Requirements -
Copy every line of the records below verbatim, without changing any character.

===============

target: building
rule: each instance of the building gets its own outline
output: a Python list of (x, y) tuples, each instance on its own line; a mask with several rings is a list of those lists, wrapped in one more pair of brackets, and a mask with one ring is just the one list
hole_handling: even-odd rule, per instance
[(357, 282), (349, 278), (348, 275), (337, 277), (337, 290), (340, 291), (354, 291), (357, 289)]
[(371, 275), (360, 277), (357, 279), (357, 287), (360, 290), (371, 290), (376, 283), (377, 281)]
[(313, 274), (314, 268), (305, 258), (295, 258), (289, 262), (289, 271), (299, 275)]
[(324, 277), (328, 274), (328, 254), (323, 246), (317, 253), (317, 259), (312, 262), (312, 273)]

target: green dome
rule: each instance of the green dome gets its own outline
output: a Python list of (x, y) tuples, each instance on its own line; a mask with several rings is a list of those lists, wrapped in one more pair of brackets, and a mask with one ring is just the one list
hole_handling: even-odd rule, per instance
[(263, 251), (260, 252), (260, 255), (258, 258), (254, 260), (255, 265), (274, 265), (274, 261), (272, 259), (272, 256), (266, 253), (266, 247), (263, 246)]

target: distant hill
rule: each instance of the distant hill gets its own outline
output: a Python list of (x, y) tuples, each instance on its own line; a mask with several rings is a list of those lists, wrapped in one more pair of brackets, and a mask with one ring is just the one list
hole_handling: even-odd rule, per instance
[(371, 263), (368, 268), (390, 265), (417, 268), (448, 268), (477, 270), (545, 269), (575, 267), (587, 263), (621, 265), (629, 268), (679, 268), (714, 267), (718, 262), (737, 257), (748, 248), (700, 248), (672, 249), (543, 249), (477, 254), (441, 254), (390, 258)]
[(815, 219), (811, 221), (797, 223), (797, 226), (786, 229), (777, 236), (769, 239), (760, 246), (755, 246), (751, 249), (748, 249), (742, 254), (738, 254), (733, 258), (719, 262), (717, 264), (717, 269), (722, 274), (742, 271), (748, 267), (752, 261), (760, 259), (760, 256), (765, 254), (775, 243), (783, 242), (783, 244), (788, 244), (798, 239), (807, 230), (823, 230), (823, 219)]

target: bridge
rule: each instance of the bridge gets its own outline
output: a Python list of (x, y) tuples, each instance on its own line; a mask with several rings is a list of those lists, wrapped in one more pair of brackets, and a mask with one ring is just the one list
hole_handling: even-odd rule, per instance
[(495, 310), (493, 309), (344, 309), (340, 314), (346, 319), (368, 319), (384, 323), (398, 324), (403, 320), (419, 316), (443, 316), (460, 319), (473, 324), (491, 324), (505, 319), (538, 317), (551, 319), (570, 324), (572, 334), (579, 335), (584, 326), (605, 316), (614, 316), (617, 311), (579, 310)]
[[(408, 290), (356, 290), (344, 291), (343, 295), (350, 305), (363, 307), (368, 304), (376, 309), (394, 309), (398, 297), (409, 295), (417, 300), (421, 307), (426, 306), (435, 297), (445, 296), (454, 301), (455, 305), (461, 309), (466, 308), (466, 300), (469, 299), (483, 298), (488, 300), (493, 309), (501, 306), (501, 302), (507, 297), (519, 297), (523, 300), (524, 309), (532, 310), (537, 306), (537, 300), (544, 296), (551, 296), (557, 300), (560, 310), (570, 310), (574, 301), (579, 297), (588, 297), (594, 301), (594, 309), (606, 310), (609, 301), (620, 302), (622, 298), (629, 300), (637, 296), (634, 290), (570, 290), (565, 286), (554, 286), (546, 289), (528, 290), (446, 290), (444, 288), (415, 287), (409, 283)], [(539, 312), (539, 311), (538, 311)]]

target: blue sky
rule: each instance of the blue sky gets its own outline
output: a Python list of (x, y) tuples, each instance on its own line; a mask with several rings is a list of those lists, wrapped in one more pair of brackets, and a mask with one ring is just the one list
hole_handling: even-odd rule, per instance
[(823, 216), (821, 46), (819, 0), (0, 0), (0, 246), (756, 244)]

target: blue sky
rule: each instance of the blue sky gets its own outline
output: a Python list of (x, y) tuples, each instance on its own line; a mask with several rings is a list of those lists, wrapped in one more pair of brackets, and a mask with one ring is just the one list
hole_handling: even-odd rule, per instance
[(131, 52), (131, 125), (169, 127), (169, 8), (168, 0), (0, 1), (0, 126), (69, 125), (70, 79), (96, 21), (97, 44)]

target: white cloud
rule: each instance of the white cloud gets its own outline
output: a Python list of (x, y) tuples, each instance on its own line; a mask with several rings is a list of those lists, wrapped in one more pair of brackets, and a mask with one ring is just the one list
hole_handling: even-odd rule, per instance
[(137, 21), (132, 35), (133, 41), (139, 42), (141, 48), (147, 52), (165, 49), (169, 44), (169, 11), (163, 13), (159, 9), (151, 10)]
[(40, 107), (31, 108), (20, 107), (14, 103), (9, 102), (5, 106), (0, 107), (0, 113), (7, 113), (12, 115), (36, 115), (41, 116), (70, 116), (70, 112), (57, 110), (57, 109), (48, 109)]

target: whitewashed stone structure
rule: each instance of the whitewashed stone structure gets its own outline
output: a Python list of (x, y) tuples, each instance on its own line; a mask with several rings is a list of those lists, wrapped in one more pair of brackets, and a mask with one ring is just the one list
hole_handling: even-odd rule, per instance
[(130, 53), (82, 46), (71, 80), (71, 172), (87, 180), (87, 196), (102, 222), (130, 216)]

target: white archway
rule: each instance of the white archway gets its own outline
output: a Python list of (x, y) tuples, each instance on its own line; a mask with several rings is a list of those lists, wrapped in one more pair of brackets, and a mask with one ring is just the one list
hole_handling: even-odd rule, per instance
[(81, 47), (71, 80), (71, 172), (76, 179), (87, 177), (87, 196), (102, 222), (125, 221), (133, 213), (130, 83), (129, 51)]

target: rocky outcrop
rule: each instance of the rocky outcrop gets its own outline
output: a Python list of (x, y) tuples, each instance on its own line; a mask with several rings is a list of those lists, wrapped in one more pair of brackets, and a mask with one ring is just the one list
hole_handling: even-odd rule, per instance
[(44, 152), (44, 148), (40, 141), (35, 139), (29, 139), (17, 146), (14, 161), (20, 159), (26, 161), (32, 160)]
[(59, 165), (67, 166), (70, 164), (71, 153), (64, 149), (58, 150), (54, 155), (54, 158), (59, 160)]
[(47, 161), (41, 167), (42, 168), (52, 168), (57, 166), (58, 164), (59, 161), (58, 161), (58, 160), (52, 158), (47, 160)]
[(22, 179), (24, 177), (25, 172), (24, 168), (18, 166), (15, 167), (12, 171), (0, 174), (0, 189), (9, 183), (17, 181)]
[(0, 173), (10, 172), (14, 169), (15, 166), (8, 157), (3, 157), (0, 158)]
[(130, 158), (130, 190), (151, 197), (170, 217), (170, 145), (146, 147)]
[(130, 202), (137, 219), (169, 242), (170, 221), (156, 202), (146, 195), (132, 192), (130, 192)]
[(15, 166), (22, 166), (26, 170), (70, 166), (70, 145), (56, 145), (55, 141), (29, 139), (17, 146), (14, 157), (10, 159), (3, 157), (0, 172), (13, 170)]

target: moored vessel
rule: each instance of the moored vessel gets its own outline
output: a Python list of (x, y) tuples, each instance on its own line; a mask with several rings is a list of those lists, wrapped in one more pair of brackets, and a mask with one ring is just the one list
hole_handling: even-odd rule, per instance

===============

Task output -
target: building
rule: each instance of the building gets its own outline
output: a Python list of (x, y) tuples, each instance on its own line; a mask with several rings is a list of those lists, wrapped in one more pair of brackets, and a mask with one ring is just the one list
hole_handling: even-odd rule, per instance
[(357, 282), (349, 278), (348, 275), (337, 277), (337, 290), (340, 291), (354, 291), (357, 289)]
[(371, 275), (360, 277), (357, 279), (357, 287), (360, 290), (371, 290), (376, 283), (377, 281)]
[(313, 274), (314, 268), (305, 258), (295, 258), (289, 262), (289, 271), (299, 275)]
[(324, 277), (328, 274), (328, 254), (323, 246), (317, 253), (317, 259), (312, 262), (312, 273)]

target: green dome
rule: each instance of the green dome gets its own outline
output: a Python list of (x, y) tuples, each instance on its own line; a mask with several rings is a list of those lists, wrapped in one more pair of brackets, and a mask with one ring is just the one list
hole_handling: even-odd rule, per instance
[(263, 251), (260, 252), (260, 255), (258, 258), (254, 260), (255, 265), (274, 265), (274, 261), (272, 259), (272, 256), (266, 253), (266, 247), (263, 246)]

target: distant hill
rule: each instance of the distant hill gets its own outline
output: a Python list of (x, y) tuples, each instance on its own line; a mask with several rings is a list of those lists, wrapped in one more pair of brackets, and a mask with one ring is just the one list
hole_handling: even-odd rule, per instance
[(371, 263), (368, 268), (390, 265), (417, 268), (448, 268), (477, 270), (545, 269), (575, 267), (587, 263), (621, 265), (629, 268), (679, 268), (714, 267), (718, 262), (737, 257), (748, 248), (700, 248), (672, 249), (543, 249), (477, 254), (441, 254), (390, 258)]
[(815, 219), (811, 221), (797, 223), (797, 226), (786, 229), (777, 236), (769, 239), (760, 246), (755, 246), (751, 249), (748, 249), (742, 254), (738, 254), (733, 258), (719, 262), (717, 264), (717, 269), (722, 274), (742, 271), (748, 267), (752, 261), (760, 259), (760, 256), (765, 254), (775, 243), (783, 242), (783, 244), (788, 244), (798, 239), (807, 230), (823, 230), (823, 219)]

target: bridge
rule: each instance of the bridge gets its own outline
output: a Python list of (x, y) tuples, each instance on its own line; a mask with several rings is a list of those lists, wrapped in one more pair of brackets, and a mask with one ring is just the one list
hole_handling: even-odd rule, per instance
[(495, 310), (493, 309), (344, 309), (340, 314), (346, 319), (368, 319), (384, 323), (398, 324), (403, 320), (419, 316), (443, 316), (460, 319), (473, 324), (491, 324), (505, 319), (538, 317), (551, 319), (570, 324), (572, 334), (579, 335), (584, 326), (605, 316), (614, 316), (617, 311), (579, 310)]
[[(408, 290), (356, 290), (344, 291), (343, 295), (350, 305), (363, 307), (368, 304), (376, 309), (394, 309), (398, 297), (409, 295), (417, 300), (421, 307), (426, 306), (435, 297), (445, 296), (454, 301), (455, 305), (461, 309), (466, 308), (466, 300), (469, 299), (483, 298), (488, 300), (493, 309), (501, 306), (501, 302), (507, 297), (519, 297), (523, 300), (524, 309), (532, 310), (537, 306), (537, 300), (544, 296), (551, 296), (557, 300), (560, 310), (570, 310), (574, 301), (579, 297), (588, 297), (594, 301), (594, 309), (606, 310), (609, 301), (620, 302), (622, 298), (629, 300), (637, 296), (634, 290), (570, 290), (565, 286), (554, 286), (546, 289), (528, 290), (446, 290), (444, 288), (415, 287), (409, 283)], [(539, 312), (539, 311), (538, 311)]]

target: blue sky
rule: each instance of the blue sky gets its own outline
output: a Python list of (x, y) tuples, each instance on its own line; a mask with several rings is a list of those lists, wrapped in one more pair of brackets, and a mask with one ring is just the one list
hole_handling: even-odd rule, per instance
[(823, 216), (821, 46), (819, 0), (0, 0), (0, 246), (756, 244)]

target: blue sky
rule: each instance of the blue sky gets its own outline
output: a Python list of (x, y) tuples, each instance on its own line; a mask with several rings is a list of those lists, wrapped in one more pair of brackets, and a mask with one ring is just the one list
hole_handling: even-odd rule, per instance
[(131, 52), (131, 125), (169, 127), (169, 8), (168, 0), (0, 1), (0, 126), (69, 125), (70, 79), (96, 21), (97, 44)]

target: white cloud
rule: each instance of the white cloud gets its own outline
output: a Python list of (x, y) tuples, each instance on its own line; a mask with several rings is a list of those lists, wrapped in one more pair of brackets, and a mask with one ring is just the one list
hole_handling: even-odd rule, per instance
[(137, 21), (132, 35), (133, 41), (139, 42), (141, 48), (147, 52), (165, 49), (169, 44), (169, 11), (163, 13), (159, 9), (151, 10)]
[(40, 107), (31, 108), (20, 107), (14, 103), (9, 102), (5, 106), (0, 107), (0, 113), (7, 113), (12, 115), (36, 115), (41, 116), (70, 116), (70, 112), (57, 110), (57, 109), (48, 109)]

target: whitewashed stone structure
rule: each instance of the whitewashed stone structure gets its own outline
output: a Python list of (x, y) tuples, each instance on its own line; a mask with several rings is a list of those lists, wrapped in one more pair of brackets, and a mask with one ring is just the one list
hole_handling: even-odd rule, per instance
[(130, 53), (82, 46), (71, 80), (71, 172), (87, 180), (87, 196), (102, 222), (130, 216)]

target: white archway
rule: each instance of the white archway gets its own outline
output: a Python list of (x, y) tuples, each instance on its own line; a mask with several rings is a list of those lists, wrapped in one more pair of brackets, and a mask with one ring is just the one list
hole_handling: even-odd rule, per instance
[(81, 47), (71, 80), (71, 172), (76, 179), (87, 177), (87, 196), (102, 222), (125, 221), (133, 213), (130, 83), (129, 51)]

target: rocky outcrop
rule: each instance of the rocky outcrop gets its own outline
output: a Python list of (x, y) tuples, each instance on its own line; a mask with several rings is a list of those lists, wrapped in one more pair of brackets, and a mask with one ring is just the one list
hole_handling: even-odd rule, per instance
[(44, 152), (44, 148), (40, 141), (35, 139), (29, 139), (17, 146), (14, 161), (20, 159), (26, 161), (32, 160)]
[(59, 165), (67, 166), (70, 164), (71, 153), (64, 149), (58, 150), (54, 155), (54, 158), (59, 160)]
[(47, 161), (41, 167), (42, 168), (52, 168), (57, 166), (58, 164), (59, 161), (58, 161), (58, 160), (52, 158), (47, 160)]
[(22, 179), (24, 177), (25, 172), (24, 168), (18, 166), (15, 167), (12, 171), (0, 174), (0, 189), (9, 183), (17, 181)]
[(0, 173), (10, 172), (14, 169), (15, 166), (8, 157), (3, 157), (0, 158)]
[(130, 158), (130, 190), (151, 197), (170, 217), (170, 145), (146, 147)]
[(130, 202), (137, 219), (169, 242), (170, 221), (156, 202), (146, 195), (132, 192), (130, 192)]
[(15, 166), (22, 166), (26, 170), (70, 166), (70, 145), (56, 145), (55, 141), (29, 139), (17, 146), (14, 157), (10, 159), (3, 157), (0, 172), (13, 170)]

target: moored vessel
rule: each instance of the moored vessel gets its own outline
output: a Python list of (x, y) tuples, each instance on its own line; a mask with several rings is a list of those lists, wrapped in one more pair of brackets, and a mask with one ring is just the one list
hole_handling: even-odd rule, per instance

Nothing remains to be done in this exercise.